Fragmento:
————

De la mano, se ha ido corriendo el cerco de la violencia. La sociedad perdió la repulsión frente a ella y parte de la oposición coquetea con el saqueo, los incendios del Metro y los desmanes masivos cuando pueden servir a sus propósitos de poder. Estos días hemos visto a varios parlamentarios extorsionar con la violencia si no se legisla como ellos desean, y callar, como lo hicieron después del estallido social, frente a la delincuencia previa que quiso obligar a los diputados a votar a favor del retiro de ahorros para la vejez de las AFP el miércoles pasado.
No hay democracia sin respeto a las minorías, pero aquí son las minorías, especialmente los comunistas y el Frente Amplio, las que arrastran a la oposición a hacer de la intolerancia el método de relación política. Descalificaciones, garabatos, acusaciones constitucionales para el Presidente y sus ministros en el hemiciclo, querellas contra las autoridades en los tribunales. En una mirada al pasado, sugieren la guillotina o que niños le disparen a la máxima autoridad del país.
Ningún país ha alcanzado el desarrollo abriendo los cercos para la violencia. Es lo que evidenció la protesta en Estados Unidos a propósito del hombre negro que fue asfixiado por un policía en abril. El estallido duró un par de días porque la oposición al presidente Trump y hasta la familia de la víctima coincidieron en condenar la violencia y pedir no usarla como arma de cambio político. Instaron, por el contrario, a usar los métodos de la democracia, el voto en las próximas elecciones. En Chile, en cambio, normalizamos la agresión con las bombas molotov durante las protestas estudiantiles y luego en los liceos emblemáticos. Cuando llegó el estallido social, ya estábamos iniciados en estas prácticas.

————

Actividad 1: Transcribe del fragmento sobre la violencia en la política chilena todo lo que va desde "No hay democracia" hasta "autoridad del país.".
Actividad 2: Sigue escribiendo el fragmento sobre la violencia en la política chilena a partir de donde termina.

————

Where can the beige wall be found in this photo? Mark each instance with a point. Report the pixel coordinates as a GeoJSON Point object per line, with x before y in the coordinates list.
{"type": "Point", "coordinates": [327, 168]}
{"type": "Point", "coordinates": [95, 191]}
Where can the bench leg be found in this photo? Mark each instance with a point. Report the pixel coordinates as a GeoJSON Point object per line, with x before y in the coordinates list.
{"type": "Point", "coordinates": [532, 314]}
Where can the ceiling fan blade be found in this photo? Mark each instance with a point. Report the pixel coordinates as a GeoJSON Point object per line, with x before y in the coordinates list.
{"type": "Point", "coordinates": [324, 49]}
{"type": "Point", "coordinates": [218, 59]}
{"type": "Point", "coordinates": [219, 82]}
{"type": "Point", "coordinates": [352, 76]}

————

Respuesta 1:
No hay democracia sin respeto a las minorías, pero aquí son las minorías, especialmente los comunistas y el Frente Amplio, las que arrastran a la oposición a hacer de la intolerancia el método de relación política. Descalificaciones, garabatos, acusaciones constitucionales para el Presidente y sus ministros en el hemiciclo, querellas contra las autoridades en los tribunales. En una mirada al pasado, sugieren la guillotina o que niños le disparen a la máxima autoridad del país.

Respuesta 2:
Otro cerco que corrió con éxito Bachelet es que basta la buena intención, como el afán igualitarista, para aceptar políticas públicas que no focalizan los recursos en los más vulnerables, que son regresivas y que dañan la iniciativa privada. La gratuidad en la educación superior y la destrucción del mérito con los colegios emblemáticos, así como el intento de destruir la educación particular subvencionada, fueron ejemplos de ello. El impulso ha continuado con la aprobación de leyes como el postnatal de emergencia y ahora, decía el presidente de Partido Socialista, han vuelto a correr el cerco para aprobar el retiro de los fondos de las AFP.
Es evidente que el gobierno también ha ayudado, porque muchas veces ha reaccionado sumándose a las propuestas que arrasan los límites, como ocurrió con la iniciativa comunista de bajar a 40 horas la jornada laboral. Y enfrenta tímidamente estos proyectos que transgreden la Constitución con resquicios, sin atreverse a llevarlos al Tribunal Constitucional que, aunque desprestigiado, es parte del ordenamiento jurídico. ¿Vetarlos? Ni hablar.
Juntar la democracia con el desarrollo es una hazaña, por eso solo un puñado de naciones tiene el privilegio de disfrutar de ambas cosas. Desconociendo los límites institucionales, de manejo económico y de control de la violencia, Chile comienza a transitar por el pasillo que conduce a perder una o ambas dos: la democracia y la posibilidad de llegar a ser un país desarrollado.